• [GIVEN TEXT]
###

By the spring of 1914, the Czech Anarchist Federation had reformed, but it quickly split into two ideologically-opposed factions. The leader of its "realist" faction, Bohuslav Vrbenský, proposed that anarchists organise themselves into a political party. Kácha, as the leader of its "fundamentalist" faction, sharply criticised Vrbenský's programme, which he believed to contradict anarchist principles. Drawing from the work of Voltairine de Cleyre, Kácha worried that any anarchist political party would uphold mediation rather than undertaking direct action. He considered political party structures to be inherently based on systems of hierarchy and authoritarianism. Believing that anarchist principles had to be "felt" by its followers, he warned that Vrbenský's proposal would set the precedent for "future compromises" and a move towards centralisation. He also criticised Vrbenský's programme for upholding nationalism, depicting it as having taken a sentimental approach towards minority nationalities in Czech lands. Kácha defended a classical form of anarchism, against Vrbenský's attempts to make anarchist politically relevant for their contemporary conditions.

###

Dataset excerpts
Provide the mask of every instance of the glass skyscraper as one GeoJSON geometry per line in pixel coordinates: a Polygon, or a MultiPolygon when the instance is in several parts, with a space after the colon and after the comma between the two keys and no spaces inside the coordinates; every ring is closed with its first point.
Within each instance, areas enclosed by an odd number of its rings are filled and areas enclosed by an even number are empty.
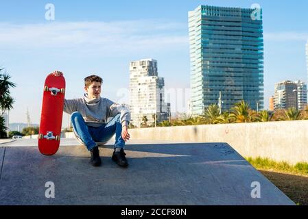
{"type": "Polygon", "coordinates": [[[189,12],[191,111],[244,100],[263,108],[262,10],[200,5],[189,12]],[[258,16],[254,16],[259,13],[258,16]]]}

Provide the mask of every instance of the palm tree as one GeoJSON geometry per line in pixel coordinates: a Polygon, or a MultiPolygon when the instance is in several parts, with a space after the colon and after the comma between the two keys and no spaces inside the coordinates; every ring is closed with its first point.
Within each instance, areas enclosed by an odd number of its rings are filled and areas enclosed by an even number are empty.
{"type": "Polygon", "coordinates": [[[143,117],[142,117],[142,124],[141,125],[146,127],[147,125],[147,116],[144,116],[143,117]]]}
{"type": "Polygon", "coordinates": [[[16,87],[16,84],[10,81],[11,77],[4,73],[1,74],[3,68],[0,68],[0,138],[6,137],[5,120],[3,114],[5,110],[13,108],[14,99],[10,96],[10,88],[16,87]]]}
{"type": "Polygon", "coordinates": [[[10,96],[10,88],[16,87],[15,83],[9,81],[11,78],[10,75],[1,73],[3,70],[3,68],[0,68],[0,110],[2,111],[2,114],[4,111],[13,108],[14,101],[10,96]]]}
{"type": "Polygon", "coordinates": [[[273,114],[270,115],[267,110],[261,111],[258,115],[258,120],[260,122],[270,122],[272,120],[273,114]]]}
{"type": "Polygon", "coordinates": [[[295,107],[290,107],[287,110],[285,110],[285,116],[286,120],[297,120],[300,119],[300,112],[295,107]]]}
{"type": "Polygon", "coordinates": [[[168,120],[164,120],[164,121],[160,123],[158,125],[160,127],[167,127],[167,126],[171,126],[171,124],[168,120]]]}
{"type": "Polygon", "coordinates": [[[257,115],[255,111],[249,108],[249,105],[244,101],[237,103],[231,108],[230,117],[233,121],[237,123],[252,123],[257,120],[257,115]]]}
{"type": "Polygon", "coordinates": [[[215,121],[215,123],[227,124],[231,123],[231,122],[232,118],[230,116],[230,112],[224,112],[222,113],[222,114],[221,114],[220,116],[217,117],[217,118],[215,121]]]}
{"type": "Polygon", "coordinates": [[[220,108],[217,104],[210,105],[204,112],[204,120],[209,124],[214,124],[220,116],[220,108]]]}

###

• [DESCRIPTION OF THE TASK]
Pick up the passage on Kácha and the split in the Czech Anarchist Federation and continue it from its last sentence.

• [REPLY]
At the Federation's Easter Congress, Vrbenský's political programme was approved by a large majority, despite Kácha's objections. The organisation was subsequently reorganised into the Federation of Czech Anarchist Communists, but its activities were soon interrupted by the outbreak of World War I. Immediately after the war began, Kácha and Vrbenský were both arrested and imprisoned, forcing the Federation to dissolve again. Later in the war, Kácha became co-edidtor of the anarchist journal Omladina, working alongside Fráňa Šrámek. In 1916, he was again arrested after publishing a satirical poem by Jan Opolský alongside an article about the Paris Commune, which resulted in the journal being shut down after only a few issues.

After the war ended and the First Czechoslovak Republic was established, the Czech anarchist movement again began to reorganise. Many anarchists joined the Czech National Social Party and, in February 1919, an anarchist congress adopted the party's libertarian socialist programme. Kácha tacitly supported anarchists joining the party, but called for them to maintain their anarchist principles and asset their influence in the new party. Many of the anarchists who joined quickly became disillusioned with the party, but instead of returning to anarchism, they formed the nucleus for the nascent Communist Party of Czechoslovakia.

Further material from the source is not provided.